* **ТЕКСТ ДЛЯ ЧТЕНИЯ**:
###

Документальная тайная разведка 9 страница



 

Мои юнкерские годы

 

«Что прошло,

То будет мило».

 

Мое пребывание в 1890–1893 гг. в Михайловском артиллерийском училище мне дорого не по одному тому, что меня отделяет от него почти полвека жизни; если бы я родился второй раз и вторично пришлось выбирать себе училище, то я непременно пошел бы в училище, которое заложило во мне не только серьезные основы военного дела, но главное воспитало сознательного солдата.

В этом училище очень умело соединялось широкое научное образование на математической, главным образом, основе со стремлением расширить путем самообразования горизонты своих питомцев и во всех других отношениях. Отголоски прежних времен, когда, говорят, бывали в стенах училища свободомыслящие юнкера, к моему времени вылились в предоставлении юнкерам своего рода автономии – в смысле подбора газет и журналов для читальной комнаты, составления программ для музыкальных вечеров в лагере и пр.

###

* **ФРАГМЕНТЫ ЗАПИСЕЙ**:
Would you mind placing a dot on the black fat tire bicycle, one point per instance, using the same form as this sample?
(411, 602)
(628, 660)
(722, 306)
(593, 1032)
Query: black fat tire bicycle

###

* **ЗАДАНИЕ**: Перескажите короче абзац отрывка о юнкерских годах, начинающийся словами «В этом училище очень умело», сохранив его основные факты. Записи представляют собой отдельный материал.

* **ОТВЕТ**: В училище широкое научное образование, в основном на математической основе, сочеталось со стремлением расширить кругозор питомцев через самообразование. По рассказам, в прежние времена в училище бывали свободомыслящие юнкера. Отголоском этого стала своего рода автономия юнкеров: они сами подбирали газеты и журналы для читальной комнаты, составляли программы музыкальных вечеров в лагере и т. п.